- _서술형 문제_: 아래의 모든 줄을 한 줄에 문자열 하나씩 JSON 목록에 담으세요. 빈 줄은 넣지 마세요.

- _추출 자료_:
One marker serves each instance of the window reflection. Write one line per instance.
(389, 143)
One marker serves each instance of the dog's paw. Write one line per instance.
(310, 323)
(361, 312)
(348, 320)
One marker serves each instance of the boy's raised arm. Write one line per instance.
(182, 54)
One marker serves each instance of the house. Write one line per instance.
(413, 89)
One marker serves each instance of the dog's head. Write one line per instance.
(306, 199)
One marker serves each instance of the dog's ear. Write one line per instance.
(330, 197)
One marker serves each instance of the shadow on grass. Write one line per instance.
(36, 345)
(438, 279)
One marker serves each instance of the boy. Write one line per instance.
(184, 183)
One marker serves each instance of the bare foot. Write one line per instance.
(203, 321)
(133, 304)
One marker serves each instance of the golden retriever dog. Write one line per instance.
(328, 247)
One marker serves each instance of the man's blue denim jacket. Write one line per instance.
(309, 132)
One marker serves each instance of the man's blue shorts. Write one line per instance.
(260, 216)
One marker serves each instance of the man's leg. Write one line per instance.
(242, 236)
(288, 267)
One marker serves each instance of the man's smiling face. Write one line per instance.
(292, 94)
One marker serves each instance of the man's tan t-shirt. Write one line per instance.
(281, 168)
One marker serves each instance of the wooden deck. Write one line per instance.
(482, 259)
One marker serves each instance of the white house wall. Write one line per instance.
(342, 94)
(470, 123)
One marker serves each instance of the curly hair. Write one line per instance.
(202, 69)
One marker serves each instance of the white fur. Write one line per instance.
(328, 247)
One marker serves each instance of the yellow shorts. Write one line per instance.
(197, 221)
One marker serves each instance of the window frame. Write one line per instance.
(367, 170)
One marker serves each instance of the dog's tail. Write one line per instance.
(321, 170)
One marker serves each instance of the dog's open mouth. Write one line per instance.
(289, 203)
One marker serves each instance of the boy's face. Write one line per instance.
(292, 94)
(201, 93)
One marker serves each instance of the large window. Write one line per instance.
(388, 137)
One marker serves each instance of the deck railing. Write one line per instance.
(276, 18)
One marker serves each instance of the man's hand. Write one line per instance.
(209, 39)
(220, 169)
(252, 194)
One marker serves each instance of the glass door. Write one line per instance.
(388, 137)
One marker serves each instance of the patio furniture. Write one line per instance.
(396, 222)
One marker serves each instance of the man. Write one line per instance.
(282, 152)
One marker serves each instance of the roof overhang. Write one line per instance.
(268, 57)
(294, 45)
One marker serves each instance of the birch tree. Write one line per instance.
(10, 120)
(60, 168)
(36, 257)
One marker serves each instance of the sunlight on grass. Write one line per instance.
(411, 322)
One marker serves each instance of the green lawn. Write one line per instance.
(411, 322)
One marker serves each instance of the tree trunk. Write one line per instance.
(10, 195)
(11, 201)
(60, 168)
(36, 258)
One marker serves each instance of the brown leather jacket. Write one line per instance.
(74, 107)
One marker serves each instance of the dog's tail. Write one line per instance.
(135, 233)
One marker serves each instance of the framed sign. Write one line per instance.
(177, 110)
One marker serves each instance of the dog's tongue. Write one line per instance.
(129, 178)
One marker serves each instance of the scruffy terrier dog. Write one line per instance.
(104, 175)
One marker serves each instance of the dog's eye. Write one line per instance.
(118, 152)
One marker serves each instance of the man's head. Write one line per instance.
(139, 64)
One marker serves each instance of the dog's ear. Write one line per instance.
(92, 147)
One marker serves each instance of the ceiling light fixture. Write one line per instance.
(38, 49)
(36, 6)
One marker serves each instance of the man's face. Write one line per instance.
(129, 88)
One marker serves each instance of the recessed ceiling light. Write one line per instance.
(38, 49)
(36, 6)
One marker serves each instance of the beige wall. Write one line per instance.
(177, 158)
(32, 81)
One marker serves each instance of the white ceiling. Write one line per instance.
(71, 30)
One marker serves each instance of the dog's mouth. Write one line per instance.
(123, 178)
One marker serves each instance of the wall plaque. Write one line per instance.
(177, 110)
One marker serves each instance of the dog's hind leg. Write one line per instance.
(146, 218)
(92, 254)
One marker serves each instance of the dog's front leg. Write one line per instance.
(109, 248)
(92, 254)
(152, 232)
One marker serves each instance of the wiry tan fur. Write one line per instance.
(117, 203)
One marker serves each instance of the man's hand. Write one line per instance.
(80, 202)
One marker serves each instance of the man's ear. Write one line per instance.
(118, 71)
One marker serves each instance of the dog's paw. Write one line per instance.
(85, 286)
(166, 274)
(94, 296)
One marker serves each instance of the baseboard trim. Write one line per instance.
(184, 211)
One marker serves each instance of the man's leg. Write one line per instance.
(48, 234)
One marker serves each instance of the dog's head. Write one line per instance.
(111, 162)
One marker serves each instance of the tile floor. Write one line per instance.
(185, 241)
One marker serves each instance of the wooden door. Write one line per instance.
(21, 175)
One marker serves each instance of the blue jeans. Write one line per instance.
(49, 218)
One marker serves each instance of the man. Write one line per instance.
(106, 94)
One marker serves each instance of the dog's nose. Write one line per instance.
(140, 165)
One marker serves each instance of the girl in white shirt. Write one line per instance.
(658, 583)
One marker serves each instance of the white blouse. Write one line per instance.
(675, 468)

- _답변_:
[
  "One marker serves each instance of the window reflection. Write one line per instance.",
  "(389, 143)",
  "One marker serves each instance of the dog's paw. Write one line per instance.",
  "(310, 323)",
  "(361, 312)",
  "(348, 320)",
  "One marker serves each instance of the boy's raised arm. Write one line per instance.",
  "(182, 54)",
  "One marker serves each instance of the house. Write one line per instance.",
  "(413, 89)",
  "One marker serves each instance of the dog's head. Write one line per instance.",
  "(306, 199)",
  "One marker serves each instance of the dog's ear. Write one line per instance.",
  "(330, 197)",
  "One marker serves each instance of the shadow on grass. Write one line per instance.",
  "(36, 345)",
  "(438, 279)",
  "One marker serves each instance of the boy. Write one line per instance.",
  "(184, 183)",
  "One marker serves each instance of the bare foot. Write one line per instance.",
  "(203, 321)",
  "(133, 304)",
  "One marker serves each instance of the golden retriever dog. Write one line per instance.",
  "(328, 247)",
  "One marker serves each instance of the man's blue denim jacket. Write one line per instance.",
  "(309, 132)",
  "One marker serves each instance of the man's blue shorts. Write one line per instance.",
  "(260, 216)",
  "One marker serves each instance of the man's leg. Write one line per instance.",
  "(242, 236)",
  "(288, 267)",
  "One marker serves each instance of the man's smiling face. Write one line per instance.",
  "(292, 94)",
  "One marker serves each instance of the man's tan t-shirt. Write one line per instance.",
  "(281, 168)",
  "One marker serves each instance of the wooden deck. Write one line per instance.",
  "(482, 259)",
  "One marker serves each instance of the white house wall. Write one line per instance.",
  "(342, 94)",
  "(470, 123)",
  "One marker serves each instance of the curly hair. Write one line per instance.",
  "(202, 69)",
  "One marker serves each instance of the white fur. Write one line per instance.",
  "(328, 247)",
  "One marker serves each instance of the yellow shorts. Write one line per instance.",
  "(197, 221)",
  "One marker serves each instance of the window frame. Write one line per instance.",
  "(367, 170)",
  "One marker serves each instance of the dog's tail. Write one line per instance.",
  "(321, 170)",
  "One marker serves each instance of the dog's open mouth. Write one line per instance.",
  "(289, 203)",
  "One marker serves each instance of the boy's face. Write one line per instance.",
  "(292, 94)",
  "(201, 93)",
  "One marker serves each instance of the large window. Write one line per instance.",
  "(388, 137)",
  "One marker serves each instance of the deck railing. Write one line per instance.",
  "(276, 18)",
  "One marker serves each instance of the man's hand. Write one line per instance.",
  "(209, 39)",
  "(220, 169)",
  "(252, 194)",
  "One marker serves each instance of the glass door. Write one line per instance.",
  "(388, 137)",
  "One marker serves each instance of the patio furniture. Write one line per instance.",
  "(396, 222)",
  "One marker serves each instance of the man. Write one line per instance.",
  "(282, 152)",
  "One marker serves each instance of the roof overhang. Write one line per instance.",
  "(268, 57)",
  "(294, 45)",
  "One marker serves each instance of the birch tree. Write one line per instance.",
  "(10, 120)",
  "(60, 168)",
  "(36, 257)",
  "One marker serves each instance of the sunlight on grass. Write one line per instance.",
  "(411, 322)",
  "One marker serves each instance of the green lawn. Write one line per instance.",
  "(411, 322)",
  "One marker serves each instance of the tree trunk. Write one line per instance.",
  "(10, 195)",
  "(11, 201)",
  "(60, 168)",
  "(36, 258)",
  "One marker serves each instance of the brown leather jacket. Write one line per instance.",
  "(74, 107)",
  "One marker serves each instance of the dog's tail. Write one line per instance.",
  "(135, 233)",
  "One marker serves each instance of the framed sign. Write one line per instance.",
  "(177, 110)",
  "One marker serves each instance of the dog's tongue. Write one line per instance.",
  "(129, 178)",
  "One marker serves each instance of the scruffy terrier dog. Write one line per instance.",
  "(104, 175)",
  "One marker serves each instance of the dog's eye. Write one line per instance.",
  "(118, 152)",
  "One marker serves each instance of the man's head. Write one line per instance.",
  "(139, 64)",
  "One marker serves each instance of the dog's ear. Write one line per instance.",
  "(92, 147)",
  "One marker serves each instance of the ceiling light fixture. Write one line per instance.",
  "(38, 49)",
  "(36, 6)",
  "One marker serves each instance of the man's face. Write one line per instance.",
  "(129, 88)",
  "One marker serves each instance of the recessed ceiling light. Write one line per instance.",
  "(38, 49)",
  "(36, 6)",
  "One marker serves each instance of the beige wall. Write one line per instance.",
  "(177, 158)",
  "(32, 81)",
  "One marker serves each instance of the white ceiling. Write one line per instance.",
  "(71, 30)",
  "One marker serves each instance of the dog's mouth. Write one line per instance.",
  "(123, 178)",
  "One marker serves each instance of the wall plaque. Write one line per instance.",
  "(177, 110)",
  "One marker serves each instance of the dog's hind leg. Write one line per instance.",
  "(146, 218)",
  "(92, 254)",
  "One marker serves each instance of the dog's front leg. Write one line per instance.",
  "(109, 248)",
  "(92, 254)",
  "(152, 232)",
  "One marker serves each instance of the wiry tan fur. Write one line per instance.",
  "(117, 203)",
  "One marker serves each instance of the man's hand. Write one line per instance.",
  "(80, 202)",
  "One marker serves each instance of the man's ear. Write one line per instance.",
  "(118, 71)",
  "One marker serves each instance of the dog's paw. Write one line per instance.",
  "(85, 286)",
  "(166, 274)",
  "(94, 296)",
  "One marker serves each instance of the baseboard trim. Write one line per instance.",
  "(184, 211)",
  "One marker serves each instance of the man's leg. Write one line per instance.",
  "(48, 234)",
  "One marker serves each instance of the dog's head. Write one line per instance.",
  "(111, 162)",
  "One marker serves each instance of the tile floor. Write one line per instance.",
  "(185, 241)",
  "One marker serves each instance of the wooden door. Write one line per instance.",
  "(21, 175)",
  "One marker serves each instance of the blue jeans. Write one line per instance.",
  "(49, 218)",
  "One marker serves each instance of the man. Write one line per instance.",
  "(106, 94)",
  "One marker serves each instance of the dog's nose. Write one line per instance.",
  "(140, 165)",
  "One marker serves each instance of the girl in white shirt. Write one line per instance.",
  "(658, 583)",
  "One marker serves each instance of the white blouse. Write one line per instance.",
  "(675, 468)"
]